◆ **HOW TO COMPLETE THIS TASK**
An exact transcription of the lines below, from the first through the one containing "## Quickstart", is the only output wanted.

◆ **SUPPLIED RECORDS**
◆ ◆ ◆ ◆
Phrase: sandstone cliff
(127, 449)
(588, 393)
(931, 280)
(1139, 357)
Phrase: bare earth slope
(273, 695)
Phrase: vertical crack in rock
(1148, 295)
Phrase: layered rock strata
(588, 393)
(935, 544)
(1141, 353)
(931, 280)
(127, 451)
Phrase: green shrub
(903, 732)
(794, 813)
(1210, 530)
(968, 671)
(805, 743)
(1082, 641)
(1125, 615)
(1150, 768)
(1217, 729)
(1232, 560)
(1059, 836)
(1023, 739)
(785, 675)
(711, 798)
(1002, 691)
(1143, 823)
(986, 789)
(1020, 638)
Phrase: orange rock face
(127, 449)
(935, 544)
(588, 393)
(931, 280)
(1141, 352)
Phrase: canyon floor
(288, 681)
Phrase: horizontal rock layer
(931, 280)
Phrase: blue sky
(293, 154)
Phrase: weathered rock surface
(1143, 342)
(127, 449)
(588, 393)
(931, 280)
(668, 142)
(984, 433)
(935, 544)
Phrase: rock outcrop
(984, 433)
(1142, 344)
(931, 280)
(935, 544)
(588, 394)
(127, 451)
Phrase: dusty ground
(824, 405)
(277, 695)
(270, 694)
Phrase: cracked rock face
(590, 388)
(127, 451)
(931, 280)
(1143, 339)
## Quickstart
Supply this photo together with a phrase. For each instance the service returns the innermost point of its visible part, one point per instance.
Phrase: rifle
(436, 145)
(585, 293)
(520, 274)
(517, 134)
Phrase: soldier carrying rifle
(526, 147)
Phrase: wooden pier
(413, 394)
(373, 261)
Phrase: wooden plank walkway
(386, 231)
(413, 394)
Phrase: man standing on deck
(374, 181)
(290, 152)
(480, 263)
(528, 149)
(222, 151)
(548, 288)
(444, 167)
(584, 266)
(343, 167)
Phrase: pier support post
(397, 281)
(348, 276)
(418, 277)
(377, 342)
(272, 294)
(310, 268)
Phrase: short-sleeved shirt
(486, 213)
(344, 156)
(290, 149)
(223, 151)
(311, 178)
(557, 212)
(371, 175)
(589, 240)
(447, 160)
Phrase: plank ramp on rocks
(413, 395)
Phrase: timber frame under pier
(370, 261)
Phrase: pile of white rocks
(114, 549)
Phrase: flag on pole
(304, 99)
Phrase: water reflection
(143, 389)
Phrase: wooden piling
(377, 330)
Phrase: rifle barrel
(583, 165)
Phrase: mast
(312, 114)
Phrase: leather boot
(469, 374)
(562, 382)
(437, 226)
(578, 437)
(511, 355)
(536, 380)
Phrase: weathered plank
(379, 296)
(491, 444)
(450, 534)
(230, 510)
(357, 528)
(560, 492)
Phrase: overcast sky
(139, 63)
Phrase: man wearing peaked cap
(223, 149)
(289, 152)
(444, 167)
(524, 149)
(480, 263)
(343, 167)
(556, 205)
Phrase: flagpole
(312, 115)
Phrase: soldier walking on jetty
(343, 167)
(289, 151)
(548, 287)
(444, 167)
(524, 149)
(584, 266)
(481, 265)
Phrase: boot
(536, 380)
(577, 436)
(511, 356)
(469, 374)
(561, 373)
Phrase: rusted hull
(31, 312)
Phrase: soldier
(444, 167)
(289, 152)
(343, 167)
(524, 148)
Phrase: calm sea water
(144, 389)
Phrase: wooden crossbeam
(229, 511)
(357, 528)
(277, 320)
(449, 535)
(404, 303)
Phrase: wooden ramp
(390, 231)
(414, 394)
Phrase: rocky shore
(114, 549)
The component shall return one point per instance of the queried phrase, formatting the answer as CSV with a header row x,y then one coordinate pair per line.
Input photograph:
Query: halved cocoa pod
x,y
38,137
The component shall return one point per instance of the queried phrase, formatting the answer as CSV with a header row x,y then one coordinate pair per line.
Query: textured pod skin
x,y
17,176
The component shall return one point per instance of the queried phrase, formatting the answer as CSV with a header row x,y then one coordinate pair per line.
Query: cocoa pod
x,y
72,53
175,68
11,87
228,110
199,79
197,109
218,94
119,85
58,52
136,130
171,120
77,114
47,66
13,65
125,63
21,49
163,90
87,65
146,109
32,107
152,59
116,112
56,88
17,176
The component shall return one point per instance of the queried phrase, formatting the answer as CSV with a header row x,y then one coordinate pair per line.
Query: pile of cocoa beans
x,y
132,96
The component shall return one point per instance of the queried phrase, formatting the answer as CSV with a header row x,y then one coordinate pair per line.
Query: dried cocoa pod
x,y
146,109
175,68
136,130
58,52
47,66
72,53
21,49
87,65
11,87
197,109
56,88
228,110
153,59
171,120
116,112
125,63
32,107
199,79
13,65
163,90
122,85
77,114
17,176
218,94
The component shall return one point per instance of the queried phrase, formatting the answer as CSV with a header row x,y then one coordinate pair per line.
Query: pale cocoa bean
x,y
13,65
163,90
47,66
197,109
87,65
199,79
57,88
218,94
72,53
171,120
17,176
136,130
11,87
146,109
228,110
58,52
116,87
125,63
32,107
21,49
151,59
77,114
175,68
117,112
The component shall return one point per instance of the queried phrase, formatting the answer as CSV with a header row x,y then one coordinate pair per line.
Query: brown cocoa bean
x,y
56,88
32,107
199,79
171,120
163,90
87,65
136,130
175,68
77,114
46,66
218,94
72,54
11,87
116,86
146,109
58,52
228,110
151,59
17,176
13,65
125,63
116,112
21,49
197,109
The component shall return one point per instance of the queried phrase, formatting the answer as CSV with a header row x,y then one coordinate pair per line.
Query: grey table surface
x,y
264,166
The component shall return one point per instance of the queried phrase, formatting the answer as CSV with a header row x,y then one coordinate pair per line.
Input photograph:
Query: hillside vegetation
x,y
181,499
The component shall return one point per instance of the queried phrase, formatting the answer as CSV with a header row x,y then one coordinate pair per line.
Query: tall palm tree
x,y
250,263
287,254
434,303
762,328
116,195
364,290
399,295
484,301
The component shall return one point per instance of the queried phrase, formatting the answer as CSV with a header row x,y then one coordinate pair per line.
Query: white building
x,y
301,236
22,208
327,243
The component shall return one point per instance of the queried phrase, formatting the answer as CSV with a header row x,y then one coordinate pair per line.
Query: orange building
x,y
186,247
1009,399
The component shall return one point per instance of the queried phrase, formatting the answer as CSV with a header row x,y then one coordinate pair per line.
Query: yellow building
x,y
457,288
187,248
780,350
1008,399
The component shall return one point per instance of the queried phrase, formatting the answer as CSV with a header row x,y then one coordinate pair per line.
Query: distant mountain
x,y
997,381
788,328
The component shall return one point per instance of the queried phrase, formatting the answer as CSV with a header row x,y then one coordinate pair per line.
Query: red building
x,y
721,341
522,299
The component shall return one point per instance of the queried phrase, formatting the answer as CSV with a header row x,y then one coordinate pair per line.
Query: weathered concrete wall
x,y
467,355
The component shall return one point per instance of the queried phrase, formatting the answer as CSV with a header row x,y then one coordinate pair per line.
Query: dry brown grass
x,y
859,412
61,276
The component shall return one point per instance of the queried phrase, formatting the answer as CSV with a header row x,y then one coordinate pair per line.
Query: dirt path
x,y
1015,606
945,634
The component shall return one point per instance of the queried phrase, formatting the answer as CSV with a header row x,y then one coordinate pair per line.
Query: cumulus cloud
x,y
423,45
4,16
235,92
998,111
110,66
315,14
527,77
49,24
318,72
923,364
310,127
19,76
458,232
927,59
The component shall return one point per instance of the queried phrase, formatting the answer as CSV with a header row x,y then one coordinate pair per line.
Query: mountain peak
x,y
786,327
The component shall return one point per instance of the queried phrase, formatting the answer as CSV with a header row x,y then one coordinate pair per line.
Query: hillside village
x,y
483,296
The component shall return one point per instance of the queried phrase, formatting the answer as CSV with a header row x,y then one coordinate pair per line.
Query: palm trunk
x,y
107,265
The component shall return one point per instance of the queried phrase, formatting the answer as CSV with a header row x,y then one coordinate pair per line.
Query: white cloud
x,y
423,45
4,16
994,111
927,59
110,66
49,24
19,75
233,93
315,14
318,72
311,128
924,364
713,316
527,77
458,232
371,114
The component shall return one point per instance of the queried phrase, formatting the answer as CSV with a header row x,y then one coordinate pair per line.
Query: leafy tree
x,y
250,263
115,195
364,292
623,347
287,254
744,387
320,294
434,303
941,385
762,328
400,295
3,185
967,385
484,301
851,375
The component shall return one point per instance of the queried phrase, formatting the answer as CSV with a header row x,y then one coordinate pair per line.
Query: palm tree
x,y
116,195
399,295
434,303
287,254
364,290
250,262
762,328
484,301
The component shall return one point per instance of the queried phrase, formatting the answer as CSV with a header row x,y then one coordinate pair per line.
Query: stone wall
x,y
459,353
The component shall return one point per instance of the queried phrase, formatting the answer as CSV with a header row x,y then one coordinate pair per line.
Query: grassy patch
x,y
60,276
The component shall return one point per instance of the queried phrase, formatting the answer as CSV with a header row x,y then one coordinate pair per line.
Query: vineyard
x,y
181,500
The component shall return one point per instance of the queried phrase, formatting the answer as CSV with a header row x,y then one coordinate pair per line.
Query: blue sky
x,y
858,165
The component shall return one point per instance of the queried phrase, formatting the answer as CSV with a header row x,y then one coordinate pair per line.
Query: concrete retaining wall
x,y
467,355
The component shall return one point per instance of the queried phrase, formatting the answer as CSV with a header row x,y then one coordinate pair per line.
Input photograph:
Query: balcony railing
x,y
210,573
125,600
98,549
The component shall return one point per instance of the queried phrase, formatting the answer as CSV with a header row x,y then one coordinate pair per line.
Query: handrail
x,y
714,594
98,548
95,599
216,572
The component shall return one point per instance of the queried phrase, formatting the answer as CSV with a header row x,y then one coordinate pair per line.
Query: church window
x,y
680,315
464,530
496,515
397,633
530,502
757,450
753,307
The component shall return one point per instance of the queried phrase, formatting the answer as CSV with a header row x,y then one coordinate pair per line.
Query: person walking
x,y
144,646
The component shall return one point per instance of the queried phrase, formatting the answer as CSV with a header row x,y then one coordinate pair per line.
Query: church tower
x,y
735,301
◆ ◆ ◆ ◆
◆ **REPLY TO THE TASK**
Phrase: sandstone cliff
(127, 449)
(588, 393)
(931, 280)
(1139, 357)
Phrase: bare earth slope
(273, 695)
Phrase: vertical crack in rock
(1148, 295)
Phrase: layered rock strata
(588, 393)
(935, 544)
(1141, 353)
(931, 280)
(127, 451)
Phrase: green shrub
(903, 732)
(794, 813)
(1210, 530)
(968, 671)
(805, 743)
(1082, 641)
(1125, 615)
(1150, 768)
(1217, 729)
(1232, 560)
(1059, 836)
(1023, 739)
(785, 675)
(711, 798)
(1002, 691)
(1143, 823)
(986, 789)
(1020, 638)
Phrase: orange rock face
(127, 449)
(935, 544)
(588, 393)
(931, 280)
(1141, 352)
Phrase: canyon floor
(288, 681)
Phrase: horizontal rock layer
(931, 280)
Phrase: blue sky
(293, 154)
Phrase: weathered rock surface
(1143, 342)
(127, 449)
(588, 393)
(931, 280)
(668, 142)
(984, 433)
(935, 544)
Phrase: rock outcrop
(984, 433)
(1142, 344)
(931, 280)
(935, 544)
(588, 394)
(127, 451)
Phrase: dusty ground
(824, 405)
(277, 695)
(270, 694)
Phrase: cracked rock face
(590, 388)
(127, 451)
(931, 280)
(1143, 339)
## Quickstart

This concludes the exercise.